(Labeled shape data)
>>>

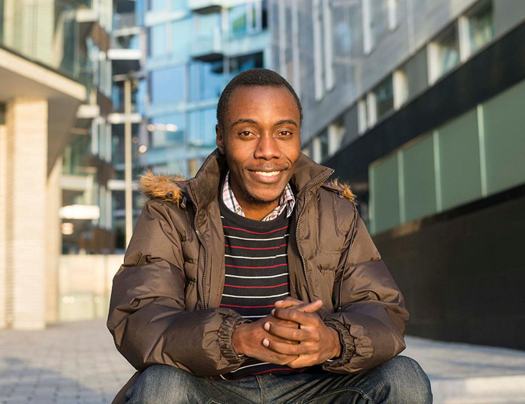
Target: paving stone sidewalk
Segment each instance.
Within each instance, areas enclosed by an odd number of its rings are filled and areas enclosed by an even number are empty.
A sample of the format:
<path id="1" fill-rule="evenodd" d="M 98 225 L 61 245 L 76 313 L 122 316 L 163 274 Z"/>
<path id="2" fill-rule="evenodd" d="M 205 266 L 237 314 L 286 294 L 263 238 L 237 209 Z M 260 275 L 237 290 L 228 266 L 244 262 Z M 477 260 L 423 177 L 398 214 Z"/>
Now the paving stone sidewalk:
<path id="1" fill-rule="evenodd" d="M 525 404 L 525 352 L 407 337 L 435 404 Z M 110 403 L 133 373 L 102 320 L 0 330 L 0 404 Z M 416 403 L 415 403 L 416 404 Z"/>

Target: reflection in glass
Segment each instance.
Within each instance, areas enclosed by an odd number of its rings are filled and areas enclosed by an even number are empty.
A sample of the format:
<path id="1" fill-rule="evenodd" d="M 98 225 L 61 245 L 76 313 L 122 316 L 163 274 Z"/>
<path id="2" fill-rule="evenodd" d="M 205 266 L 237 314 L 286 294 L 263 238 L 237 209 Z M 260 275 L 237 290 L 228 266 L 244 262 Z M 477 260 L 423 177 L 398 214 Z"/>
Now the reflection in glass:
<path id="1" fill-rule="evenodd" d="M 183 100 L 185 82 L 185 65 L 152 70 L 150 73 L 151 103 L 177 102 Z"/>
<path id="2" fill-rule="evenodd" d="M 193 32 L 193 20 L 184 18 L 172 25 L 172 55 L 176 60 L 185 59 L 190 53 L 190 40 Z"/>
<path id="3" fill-rule="evenodd" d="M 459 44 L 455 25 L 435 42 L 438 76 L 448 71 L 459 63 Z"/>
<path id="4" fill-rule="evenodd" d="M 494 20 L 490 3 L 469 18 L 470 50 L 475 52 L 494 36 Z"/>
<path id="5" fill-rule="evenodd" d="M 152 11 L 163 11 L 166 9 L 166 0 L 149 0 L 149 9 Z"/>
<path id="6" fill-rule="evenodd" d="M 162 56 L 166 53 L 166 25 L 160 24 L 150 28 L 150 55 Z"/>
<path id="7" fill-rule="evenodd" d="M 186 117 L 183 112 L 154 117 L 151 119 L 150 133 L 151 147 L 182 144 L 184 141 Z M 150 126 L 148 126 L 150 127 Z"/>
<path id="8" fill-rule="evenodd" d="M 389 76 L 374 89 L 377 119 L 394 108 L 394 89 L 392 76 Z"/>
<path id="9" fill-rule="evenodd" d="M 246 5 L 233 7 L 228 11 L 229 33 L 232 37 L 246 35 Z"/>

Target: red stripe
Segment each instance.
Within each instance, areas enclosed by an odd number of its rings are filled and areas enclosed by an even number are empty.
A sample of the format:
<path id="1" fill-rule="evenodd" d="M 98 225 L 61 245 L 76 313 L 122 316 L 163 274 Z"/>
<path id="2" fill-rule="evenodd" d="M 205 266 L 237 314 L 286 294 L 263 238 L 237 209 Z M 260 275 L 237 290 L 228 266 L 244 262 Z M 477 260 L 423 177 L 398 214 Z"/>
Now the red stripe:
<path id="1" fill-rule="evenodd" d="M 229 286 L 230 287 L 242 287 L 243 288 L 245 288 L 246 289 L 254 289 L 254 288 L 268 288 L 268 287 L 277 287 L 278 286 L 284 286 L 285 285 L 288 285 L 288 283 L 281 283 L 279 285 L 274 285 L 271 286 L 238 286 L 235 285 L 226 285 L 224 284 L 225 286 Z"/>
<path id="2" fill-rule="evenodd" d="M 262 239 L 264 240 L 264 239 Z M 225 247 L 229 247 L 232 248 L 242 248 L 243 250 L 275 250 L 275 248 L 280 248 L 281 247 L 285 247 L 286 244 L 281 244 L 278 247 L 261 247 L 260 248 L 258 248 L 256 247 L 238 247 L 235 245 L 229 245 L 229 244 L 224 244 Z"/>
<path id="3" fill-rule="evenodd" d="M 248 268 L 253 270 L 260 270 L 264 268 L 275 268 L 278 266 L 285 266 L 287 265 L 288 264 L 279 264 L 277 265 L 270 265 L 270 266 L 239 266 L 239 265 L 224 265 L 225 266 L 229 266 L 231 268 Z"/>
<path id="4" fill-rule="evenodd" d="M 249 230 L 245 230 L 244 229 L 239 229 L 239 227 L 233 227 L 231 226 L 223 226 L 223 229 L 232 229 L 234 230 L 240 230 L 243 232 L 246 232 L 246 233 L 251 233 L 254 234 L 268 234 L 270 233 L 275 233 L 275 232 L 278 232 L 279 230 L 282 230 L 283 229 L 288 228 L 288 226 L 285 226 L 284 227 L 280 227 L 280 229 L 276 229 L 275 230 L 270 230 L 269 232 L 265 232 L 264 233 L 259 233 L 258 232 L 251 232 Z"/>
<path id="5" fill-rule="evenodd" d="M 274 305 L 270 304 L 269 306 L 237 306 L 235 304 L 220 304 L 221 306 L 226 306 L 228 307 L 243 307 L 244 308 L 261 308 L 262 307 L 273 307 Z"/>

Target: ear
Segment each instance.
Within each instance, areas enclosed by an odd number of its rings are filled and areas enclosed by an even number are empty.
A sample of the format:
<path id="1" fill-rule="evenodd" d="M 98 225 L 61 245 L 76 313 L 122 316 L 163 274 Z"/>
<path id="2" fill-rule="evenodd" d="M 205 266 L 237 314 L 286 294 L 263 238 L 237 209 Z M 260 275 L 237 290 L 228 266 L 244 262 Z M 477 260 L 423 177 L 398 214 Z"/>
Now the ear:
<path id="1" fill-rule="evenodd" d="M 221 154 L 224 154 L 224 132 L 220 125 L 215 125 L 215 143 Z"/>

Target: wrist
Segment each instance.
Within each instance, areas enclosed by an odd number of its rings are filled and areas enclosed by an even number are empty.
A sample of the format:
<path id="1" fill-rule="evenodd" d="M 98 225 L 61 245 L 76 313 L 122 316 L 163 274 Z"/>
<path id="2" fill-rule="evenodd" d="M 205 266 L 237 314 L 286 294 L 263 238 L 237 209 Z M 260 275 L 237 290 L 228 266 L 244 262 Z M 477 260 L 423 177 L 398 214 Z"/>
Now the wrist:
<path id="1" fill-rule="evenodd" d="M 334 358 L 339 358 L 341 356 L 342 347 L 341 346 L 341 340 L 339 338 L 339 333 L 335 328 L 328 326 L 330 330 L 331 338 L 330 338 L 332 344 L 330 346 L 332 349 L 330 350 L 330 355 L 328 359 L 331 359 Z"/>
<path id="2" fill-rule="evenodd" d="M 232 335 L 232 345 L 233 346 L 234 350 L 238 356 L 245 355 L 244 344 L 245 338 L 243 337 L 243 335 L 246 326 L 246 324 L 241 324 L 234 330 L 233 334 Z"/>

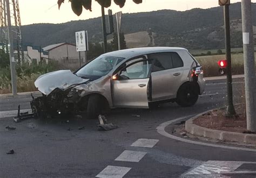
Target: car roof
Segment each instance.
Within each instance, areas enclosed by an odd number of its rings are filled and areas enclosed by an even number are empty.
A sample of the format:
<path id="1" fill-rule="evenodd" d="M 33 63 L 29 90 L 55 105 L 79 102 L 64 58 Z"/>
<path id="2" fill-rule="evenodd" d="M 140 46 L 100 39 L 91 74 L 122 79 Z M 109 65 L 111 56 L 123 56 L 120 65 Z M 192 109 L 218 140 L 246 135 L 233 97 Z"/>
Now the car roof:
<path id="1" fill-rule="evenodd" d="M 104 54 L 103 55 L 119 58 L 130 58 L 134 56 L 148 53 L 177 51 L 179 50 L 184 50 L 187 51 L 187 49 L 180 47 L 147 47 L 116 51 Z"/>

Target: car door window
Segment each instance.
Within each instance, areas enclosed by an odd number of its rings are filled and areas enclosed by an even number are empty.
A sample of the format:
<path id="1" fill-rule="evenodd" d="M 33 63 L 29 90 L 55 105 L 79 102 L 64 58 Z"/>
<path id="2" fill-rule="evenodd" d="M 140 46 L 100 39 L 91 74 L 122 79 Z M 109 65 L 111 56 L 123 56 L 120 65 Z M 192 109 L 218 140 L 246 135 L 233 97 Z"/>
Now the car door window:
<path id="1" fill-rule="evenodd" d="M 173 68 L 181 67 L 184 66 L 183 61 L 177 53 L 172 53 L 172 59 Z"/>
<path id="2" fill-rule="evenodd" d="M 149 61 L 135 63 L 120 72 L 120 80 L 147 78 L 150 71 L 151 64 Z"/>
<path id="3" fill-rule="evenodd" d="M 150 54 L 149 59 L 153 60 L 152 72 L 173 68 L 171 53 L 164 52 Z"/>

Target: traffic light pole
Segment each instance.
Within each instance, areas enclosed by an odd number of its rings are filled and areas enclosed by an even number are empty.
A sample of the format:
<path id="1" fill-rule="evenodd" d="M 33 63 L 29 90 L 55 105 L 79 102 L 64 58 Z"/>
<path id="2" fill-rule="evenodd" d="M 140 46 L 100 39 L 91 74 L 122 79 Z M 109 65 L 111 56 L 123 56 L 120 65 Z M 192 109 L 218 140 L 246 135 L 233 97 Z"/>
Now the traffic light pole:
<path id="1" fill-rule="evenodd" d="M 247 0 L 246 0 L 247 1 Z M 232 76 L 231 71 L 231 49 L 230 45 L 230 24 L 229 4 L 224 6 L 226 58 L 227 60 L 227 108 L 226 112 L 227 117 L 232 117 L 235 115 L 235 111 L 233 104 Z"/>
<path id="2" fill-rule="evenodd" d="M 9 0 L 5 1 L 6 8 L 6 16 L 8 21 L 9 46 L 10 47 L 10 68 L 11 68 L 11 88 L 12 95 L 17 95 L 17 79 L 16 70 L 15 68 L 15 60 L 14 51 L 14 39 L 12 38 L 12 31 L 11 30 L 11 16 L 10 13 Z"/>
<path id="3" fill-rule="evenodd" d="M 247 129 L 256 131 L 256 92 L 254 89 L 255 62 L 253 32 L 252 24 L 251 1 L 242 0 L 242 39 L 245 68 L 245 99 Z"/>
<path id="4" fill-rule="evenodd" d="M 107 40 L 106 40 L 106 21 L 105 19 L 105 9 L 104 7 L 102 5 L 102 33 L 103 37 L 103 49 L 104 53 L 107 52 Z"/>

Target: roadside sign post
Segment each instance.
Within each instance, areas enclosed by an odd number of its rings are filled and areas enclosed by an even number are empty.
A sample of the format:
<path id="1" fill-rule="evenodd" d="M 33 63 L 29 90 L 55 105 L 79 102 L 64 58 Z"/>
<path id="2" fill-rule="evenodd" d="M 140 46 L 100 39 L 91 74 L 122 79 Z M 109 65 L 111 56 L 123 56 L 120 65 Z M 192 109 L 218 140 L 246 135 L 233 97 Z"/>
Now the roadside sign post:
<path id="1" fill-rule="evenodd" d="M 251 1 L 242 0 L 241 9 L 247 129 L 255 131 L 256 91 Z"/>
<path id="2" fill-rule="evenodd" d="M 120 33 L 121 32 L 122 15 L 122 12 L 118 12 L 117 13 L 116 13 L 116 19 L 117 20 L 117 39 L 118 41 L 118 50 L 121 49 Z"/>
<path id="3" fill-rule="evenodd" d="M 77 52 L 79 53 L 79 65 L 82 66 L 81 53 L 82 51 L 85 52 L 85 62 L 86 62 L 86 52 L 89 50 L 88 47 L 88 32 L 82 31 L 76 32 L 76 43 Z"/>
<path id="4" fill-rule="evenodd" d="M 231 70 L 231 48 L 230 45 L 230 0 L 219 0 L 219 4 L 224 6 L 226 59 L 227 60 L 227 107 L 226 116 L 233 117 L 235 111 L 233 104 L 232 76 Z"/>

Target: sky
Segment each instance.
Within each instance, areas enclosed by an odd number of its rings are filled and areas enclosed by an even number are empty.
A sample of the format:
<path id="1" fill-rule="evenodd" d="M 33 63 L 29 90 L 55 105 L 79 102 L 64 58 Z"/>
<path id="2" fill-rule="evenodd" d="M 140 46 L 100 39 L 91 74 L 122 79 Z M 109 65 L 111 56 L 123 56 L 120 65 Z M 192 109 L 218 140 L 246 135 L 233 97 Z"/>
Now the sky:
<path id="1" fill-rule="evenodd" d="M 231 3 L 241 2 L 231 0 Z M 252 0 L 256 2 L 256 0 Z M 22 25 L 37 23 L 63 23 L 71 20 L 85 20 L 101 16 L 100 6 L 92 0 L 92 12 L 83 9 L 78 17 L 73 13 L 71 3 L 65 0 L 59 10 L 57 0 L 19 0 Z M 162 9 L 186 11 L 194 8 L 207 9 L 218 6 L 218 0 L 143 0 L 143 3 L 136 4 L 132 0 L 126 0 L 125 6 L 120 9 L 112 1 L 113 13 L 122 11 L 123 13 L 149 12 Z M 106 14 L 107 13 L 105 9 Z"/>

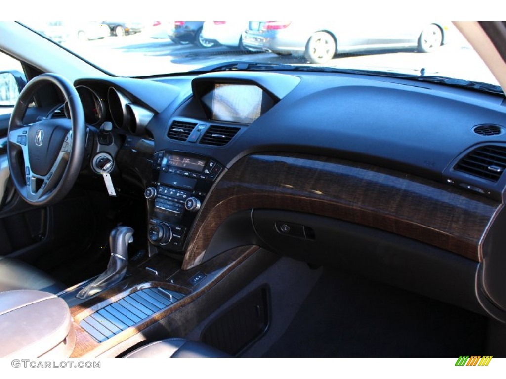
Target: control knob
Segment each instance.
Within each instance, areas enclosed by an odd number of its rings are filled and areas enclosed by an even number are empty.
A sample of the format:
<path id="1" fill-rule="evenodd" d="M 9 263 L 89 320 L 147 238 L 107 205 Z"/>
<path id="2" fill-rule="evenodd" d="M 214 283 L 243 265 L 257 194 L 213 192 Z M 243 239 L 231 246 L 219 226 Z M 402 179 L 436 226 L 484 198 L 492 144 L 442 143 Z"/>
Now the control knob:
<path id="1" fill-rule="evenodd" d="M 148 200 L 154 200 L 156 197 L 156 188 L 154 187 L 148 187 L 144 191 L 144 197 Z"/>
<path id="2" fill-rule="evenodd" d="M 190 212 L 196 212 L 200 209 L 200 201 L 196 198 L 188 198 L 185 202 L 185 209 Z"/>
<path id="3" fill-rule="evenodd" d="M 167 245 L 172 240 L 172 229 L 166 222 L 155 224 L 149 228 L 148 237 L 151 242 Z"/>

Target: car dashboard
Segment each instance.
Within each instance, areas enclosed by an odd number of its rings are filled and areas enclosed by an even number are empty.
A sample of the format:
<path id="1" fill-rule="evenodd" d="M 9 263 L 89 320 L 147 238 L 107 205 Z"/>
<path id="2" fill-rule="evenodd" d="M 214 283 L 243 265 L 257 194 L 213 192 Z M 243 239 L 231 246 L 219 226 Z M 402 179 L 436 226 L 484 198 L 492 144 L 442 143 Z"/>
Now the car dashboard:
<path id="1" fill-rule="evenodd" d="M 144 191 L 150 256 L 198 273 L 261 246 L 506 320 L 503 98 L 309 71 L 74 85 L 88 168 Z"/>

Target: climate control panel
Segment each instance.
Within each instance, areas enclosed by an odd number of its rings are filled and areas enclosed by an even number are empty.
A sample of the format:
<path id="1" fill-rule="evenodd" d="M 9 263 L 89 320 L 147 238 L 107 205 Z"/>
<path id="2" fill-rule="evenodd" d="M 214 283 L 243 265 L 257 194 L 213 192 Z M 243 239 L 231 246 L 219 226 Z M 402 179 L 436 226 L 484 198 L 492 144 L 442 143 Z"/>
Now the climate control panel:
<path id="1" fill-rule="evenodd" d="M 223 166 L 209 157 L 164 150 L 154 154 L 151 185 L 144 192 L 152 204 L 149 242 L 182 251 L 202 204 Z"/>

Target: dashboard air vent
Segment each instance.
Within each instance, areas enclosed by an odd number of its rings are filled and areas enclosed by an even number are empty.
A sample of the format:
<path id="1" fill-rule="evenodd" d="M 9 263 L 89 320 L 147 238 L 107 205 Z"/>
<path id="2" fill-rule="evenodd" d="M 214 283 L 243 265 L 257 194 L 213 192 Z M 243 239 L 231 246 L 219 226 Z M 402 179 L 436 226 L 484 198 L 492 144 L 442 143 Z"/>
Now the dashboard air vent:
<path id="1" fill-rule="evenodd" d="M 167 136 L 178 141 L 186 141 L 197 124 L 193 122 L 174 121 L 169 128 Z"/>
<path id="2" fill-rule="evenodd" d="M 497 181 L 506 169 L 506 147 L 487 145 L 475 149 L 460 159 L 454 169 Z"/>
<path id="3" fill-rule="evenodd" d="M 200 143 L 203 145 L 223 146 L 227 145 L 240 130 L 240 128 L 232 126 L 212 125 L 202 136 Z"/>
<path id="4" fill-rule="evenodd" d="M 480 135 L 498 135 L 502 134 L 502 128 L 496 125 L 480 125 L 475 126 L 473 131 Z"/>

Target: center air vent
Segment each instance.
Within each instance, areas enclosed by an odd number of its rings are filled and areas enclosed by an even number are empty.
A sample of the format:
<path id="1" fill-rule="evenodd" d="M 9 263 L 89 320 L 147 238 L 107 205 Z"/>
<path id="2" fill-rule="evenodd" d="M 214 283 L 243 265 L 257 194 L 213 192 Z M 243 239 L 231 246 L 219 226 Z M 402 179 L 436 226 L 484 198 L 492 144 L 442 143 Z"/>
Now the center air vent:
<path id="1" fill-rule="evenodd" d="M 475 149 L 460 159 L 454 169 L 497 181 L 506 169 L 506 147 L 487 145 Z"/>
<path id="2" fill-rule="evenodd" d="M 240 128 L 232 126 L 218 126 L 212 125 L 200 139 L 200 143 L 203 145 L 211 145 L 215 146 L 223 146 L 227 145 L 234 137 Z"/>
<path id="3" fill-rule="evenodd" d="M 496 125 L 480 125 L 475 126 L 473 131 L 480 135 L 498 135 L 502 134 L 502 128 Z"/>
<path id="4" fill-rule="evenodd" d="M 197 124 L 193 122 L 174 121 L 168 129 L 167 136 L 178 141 L 186 141 Z"/>

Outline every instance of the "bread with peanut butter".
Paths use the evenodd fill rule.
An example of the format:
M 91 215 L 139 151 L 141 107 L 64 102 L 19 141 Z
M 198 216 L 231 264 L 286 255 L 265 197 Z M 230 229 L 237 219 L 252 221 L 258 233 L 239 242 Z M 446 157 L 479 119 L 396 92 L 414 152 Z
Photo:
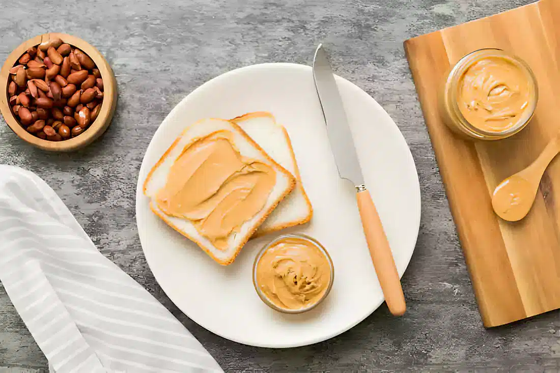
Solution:
M 143 190 L 154 213 L 227 265 L 295 184 L 239 125 L 207 119 L 175 139 Z
M 296 177 L 296 187 L 259 227 L 255 235 L 306 223 L 313 208 L 305 193 L 290 136 L 284 126 L 267 111 L 249 113 L 231 119 L 259 144 L 264 151 Z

<<<

Copy out the stretch from the line containing "Target: traffic light pole" through the line containing "Now the traffic" verbatim, with both of those lines included.

▶ **Answer in full**
Target: traffic light pole
Segment each instance.
Within each instance, areas enclosed by an odd number of its rings are filled and areas enclosed by an even number are empty.
A sample of the format:
<path id="1" fill-rule="evenodd" d="M 33 63 L 29 90 L 55 105 L 79 102 L 64 58 Z"/>
<path id="2" fill-rule="evenodd" d="M 140 46 L 100 39 L 91 74 L 122 79 Z M 109 65 L 111 56 L 123 56 L 120 65 Z M 192 109 L 218 140 L 246 135 L 233 97 Z"/>
Now the traffic light pole:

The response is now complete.